> _Task instructions_:
Rewrite the material from its first line up to and including the line with "x=173 y=147", putting "short dark hair" wherever "short brown hair" appears and changing nothing else. Give back only those lines.

··· Supplied material ···

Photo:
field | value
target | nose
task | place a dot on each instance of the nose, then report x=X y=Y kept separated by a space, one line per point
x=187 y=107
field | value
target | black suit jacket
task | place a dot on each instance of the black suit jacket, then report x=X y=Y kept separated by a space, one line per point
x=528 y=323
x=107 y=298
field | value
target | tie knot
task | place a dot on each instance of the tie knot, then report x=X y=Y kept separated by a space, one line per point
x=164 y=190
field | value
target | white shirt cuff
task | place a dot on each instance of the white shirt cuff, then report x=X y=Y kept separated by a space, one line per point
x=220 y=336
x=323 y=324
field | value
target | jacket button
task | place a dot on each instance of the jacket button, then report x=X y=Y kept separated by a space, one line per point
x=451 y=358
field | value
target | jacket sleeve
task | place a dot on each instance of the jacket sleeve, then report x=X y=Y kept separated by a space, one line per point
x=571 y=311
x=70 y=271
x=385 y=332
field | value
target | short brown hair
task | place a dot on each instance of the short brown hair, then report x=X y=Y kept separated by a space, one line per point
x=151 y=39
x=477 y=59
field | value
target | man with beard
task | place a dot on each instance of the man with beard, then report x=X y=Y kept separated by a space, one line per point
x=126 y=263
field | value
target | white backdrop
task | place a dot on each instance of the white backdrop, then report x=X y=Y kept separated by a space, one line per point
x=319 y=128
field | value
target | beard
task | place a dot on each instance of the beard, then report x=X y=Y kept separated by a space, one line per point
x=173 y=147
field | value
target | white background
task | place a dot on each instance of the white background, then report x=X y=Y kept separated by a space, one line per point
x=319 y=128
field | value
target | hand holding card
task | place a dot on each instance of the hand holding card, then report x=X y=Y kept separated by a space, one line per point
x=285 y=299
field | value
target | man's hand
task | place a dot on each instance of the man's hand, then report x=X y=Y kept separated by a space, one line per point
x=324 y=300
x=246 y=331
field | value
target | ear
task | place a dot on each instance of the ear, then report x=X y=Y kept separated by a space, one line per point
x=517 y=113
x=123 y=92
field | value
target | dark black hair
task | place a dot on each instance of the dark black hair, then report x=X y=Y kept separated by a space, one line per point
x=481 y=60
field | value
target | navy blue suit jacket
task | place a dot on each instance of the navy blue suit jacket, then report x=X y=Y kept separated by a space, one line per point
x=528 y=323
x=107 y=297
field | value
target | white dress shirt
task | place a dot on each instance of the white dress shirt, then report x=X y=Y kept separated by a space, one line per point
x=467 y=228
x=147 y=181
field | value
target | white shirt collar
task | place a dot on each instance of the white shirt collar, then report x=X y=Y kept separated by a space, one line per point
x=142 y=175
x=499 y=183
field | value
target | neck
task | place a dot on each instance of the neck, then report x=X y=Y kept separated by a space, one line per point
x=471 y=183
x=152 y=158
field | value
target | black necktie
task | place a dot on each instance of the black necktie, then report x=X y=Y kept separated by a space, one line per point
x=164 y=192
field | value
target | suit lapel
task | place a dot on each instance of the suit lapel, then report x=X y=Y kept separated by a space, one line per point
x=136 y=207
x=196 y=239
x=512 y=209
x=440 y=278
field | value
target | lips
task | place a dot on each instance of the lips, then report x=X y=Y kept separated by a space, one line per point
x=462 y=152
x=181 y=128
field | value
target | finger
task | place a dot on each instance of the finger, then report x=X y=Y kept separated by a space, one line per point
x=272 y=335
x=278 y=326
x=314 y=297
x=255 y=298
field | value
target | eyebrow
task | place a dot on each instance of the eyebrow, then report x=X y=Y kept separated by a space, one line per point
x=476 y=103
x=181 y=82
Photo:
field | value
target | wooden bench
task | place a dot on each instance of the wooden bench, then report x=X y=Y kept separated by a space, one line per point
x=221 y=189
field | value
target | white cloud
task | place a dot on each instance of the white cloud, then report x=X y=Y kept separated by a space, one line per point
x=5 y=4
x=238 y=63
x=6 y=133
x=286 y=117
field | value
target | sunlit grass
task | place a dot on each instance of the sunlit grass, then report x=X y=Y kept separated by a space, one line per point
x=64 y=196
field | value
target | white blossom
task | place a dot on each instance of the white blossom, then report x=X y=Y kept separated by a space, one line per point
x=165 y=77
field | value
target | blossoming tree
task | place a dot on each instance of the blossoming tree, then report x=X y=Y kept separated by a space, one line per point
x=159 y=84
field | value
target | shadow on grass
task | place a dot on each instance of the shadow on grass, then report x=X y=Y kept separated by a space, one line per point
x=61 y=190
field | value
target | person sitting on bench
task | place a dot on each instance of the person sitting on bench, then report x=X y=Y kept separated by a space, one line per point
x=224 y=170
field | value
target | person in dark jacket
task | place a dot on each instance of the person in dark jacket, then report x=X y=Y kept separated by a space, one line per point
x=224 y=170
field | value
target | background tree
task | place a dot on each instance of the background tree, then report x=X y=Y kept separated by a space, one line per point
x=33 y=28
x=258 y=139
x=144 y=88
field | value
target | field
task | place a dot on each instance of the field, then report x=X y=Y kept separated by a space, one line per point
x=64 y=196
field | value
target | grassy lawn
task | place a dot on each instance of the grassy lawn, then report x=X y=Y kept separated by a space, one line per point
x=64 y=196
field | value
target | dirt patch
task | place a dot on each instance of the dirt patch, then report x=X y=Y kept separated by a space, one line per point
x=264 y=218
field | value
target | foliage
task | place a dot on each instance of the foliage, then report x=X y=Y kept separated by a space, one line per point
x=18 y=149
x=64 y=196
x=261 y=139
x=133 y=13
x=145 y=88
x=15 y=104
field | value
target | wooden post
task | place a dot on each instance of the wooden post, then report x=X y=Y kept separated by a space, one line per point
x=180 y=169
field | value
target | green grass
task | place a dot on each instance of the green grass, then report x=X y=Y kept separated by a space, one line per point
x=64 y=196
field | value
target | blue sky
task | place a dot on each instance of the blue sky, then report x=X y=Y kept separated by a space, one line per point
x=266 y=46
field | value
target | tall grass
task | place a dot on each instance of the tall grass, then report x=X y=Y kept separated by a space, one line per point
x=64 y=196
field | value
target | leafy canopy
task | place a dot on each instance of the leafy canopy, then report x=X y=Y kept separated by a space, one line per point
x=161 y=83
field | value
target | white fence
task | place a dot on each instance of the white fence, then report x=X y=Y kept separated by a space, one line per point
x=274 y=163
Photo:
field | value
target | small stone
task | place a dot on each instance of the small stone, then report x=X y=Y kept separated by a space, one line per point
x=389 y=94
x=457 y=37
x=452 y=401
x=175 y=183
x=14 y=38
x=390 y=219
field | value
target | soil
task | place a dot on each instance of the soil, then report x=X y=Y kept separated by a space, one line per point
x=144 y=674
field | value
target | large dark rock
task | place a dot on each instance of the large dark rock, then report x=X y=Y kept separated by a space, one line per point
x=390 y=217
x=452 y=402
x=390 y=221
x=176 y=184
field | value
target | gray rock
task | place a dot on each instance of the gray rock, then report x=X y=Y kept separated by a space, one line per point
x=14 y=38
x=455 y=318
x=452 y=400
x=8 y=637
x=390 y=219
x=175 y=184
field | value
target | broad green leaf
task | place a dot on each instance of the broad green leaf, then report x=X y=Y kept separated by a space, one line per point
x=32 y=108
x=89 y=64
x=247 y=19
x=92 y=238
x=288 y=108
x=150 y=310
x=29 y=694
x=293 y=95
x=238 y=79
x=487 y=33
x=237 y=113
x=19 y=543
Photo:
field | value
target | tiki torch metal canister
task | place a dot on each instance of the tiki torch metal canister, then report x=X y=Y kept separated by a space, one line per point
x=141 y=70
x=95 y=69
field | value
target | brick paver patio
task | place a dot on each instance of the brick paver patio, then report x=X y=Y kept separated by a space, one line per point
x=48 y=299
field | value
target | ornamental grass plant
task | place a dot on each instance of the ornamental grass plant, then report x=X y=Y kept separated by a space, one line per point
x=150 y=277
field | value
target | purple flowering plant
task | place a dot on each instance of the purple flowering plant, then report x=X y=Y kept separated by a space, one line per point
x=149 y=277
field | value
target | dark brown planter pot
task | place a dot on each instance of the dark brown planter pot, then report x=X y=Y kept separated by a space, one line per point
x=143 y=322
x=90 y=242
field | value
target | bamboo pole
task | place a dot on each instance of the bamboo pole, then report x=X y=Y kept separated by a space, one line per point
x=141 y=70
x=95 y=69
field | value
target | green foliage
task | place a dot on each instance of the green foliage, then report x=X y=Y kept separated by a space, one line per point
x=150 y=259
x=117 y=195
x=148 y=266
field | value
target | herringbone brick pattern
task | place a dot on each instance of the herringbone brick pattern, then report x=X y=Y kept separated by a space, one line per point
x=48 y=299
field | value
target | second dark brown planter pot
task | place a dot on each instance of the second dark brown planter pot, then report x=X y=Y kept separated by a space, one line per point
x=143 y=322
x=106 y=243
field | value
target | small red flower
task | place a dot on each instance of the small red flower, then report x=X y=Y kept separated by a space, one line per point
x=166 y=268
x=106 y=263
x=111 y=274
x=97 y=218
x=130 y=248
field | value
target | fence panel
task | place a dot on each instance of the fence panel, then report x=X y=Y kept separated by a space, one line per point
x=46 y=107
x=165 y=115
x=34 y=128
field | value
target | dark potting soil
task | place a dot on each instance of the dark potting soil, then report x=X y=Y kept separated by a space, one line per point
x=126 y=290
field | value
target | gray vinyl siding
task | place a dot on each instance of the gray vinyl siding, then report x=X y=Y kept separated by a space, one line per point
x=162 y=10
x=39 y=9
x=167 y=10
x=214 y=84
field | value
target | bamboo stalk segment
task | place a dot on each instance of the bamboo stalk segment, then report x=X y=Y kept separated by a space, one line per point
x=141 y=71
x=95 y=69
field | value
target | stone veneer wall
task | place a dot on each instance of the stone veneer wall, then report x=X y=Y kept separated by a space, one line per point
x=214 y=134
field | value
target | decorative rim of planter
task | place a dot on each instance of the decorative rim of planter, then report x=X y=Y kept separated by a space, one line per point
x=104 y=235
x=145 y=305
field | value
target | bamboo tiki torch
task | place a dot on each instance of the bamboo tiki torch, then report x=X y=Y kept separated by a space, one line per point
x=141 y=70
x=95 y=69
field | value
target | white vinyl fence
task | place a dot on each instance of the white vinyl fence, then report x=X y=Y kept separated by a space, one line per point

···

> _Solution to this task_:
Photo:
field | value
target | nose
task | place a dot on each instance of the nose, then report x=X y=Y kept separated by a space, one line per point
x=187 y=107
field | value
target | black suit jacket
task | place a dot on each instance of the black suit jacket, then report x=X y=Y kept separated by a space, one line per point
x=528 y=323
x=107 y=298
field | value
target | tie knot
task | place a dot on each instance of the tie knot, then report x=X y=Y kept separated by a space, one line per point
x=164 y=190
field | value
target | white shirt cuff
task | place a dot on each instance of the white shirt cuff, then report x=X y=Y kept separated by a space, one line per point
x=220 y=336
x=323 y=324
field | value
target | jacket button
task | place a dot on each instance of the jacket button, then report x=X y=Y kept separated by a space, one line per point
x=451 y=358
field | value
target | jacket sleeve
task | place a dot on each instance of the jacket sleeve, then report x=X y=Y kept separated by a space, one line per point
x=571 y=311
x=70 y=271
x=385 y=332
field | value
target | short dark hair
task | place a dot on each instance of the short dark hair, then report x=X y=Y kept separated by a space, one line per point
x=151 y=39
x=477 y=59
field | value
target | man with beard
task | place a dot on each instance of the man with beard, then report x=X y=Y kept separated by a space, one line per point
x=126 y=263
field | value
target | white backdrop
task | place a dot on each instance of the white backdrop, then report x=X y=Y kept separated by a space, one line per point
x=319 y=128
field | value
target | beard
task | place a dot on each instance of the beard, then report x=X y=Y kept separated by a space, one line per point
x=173 y=147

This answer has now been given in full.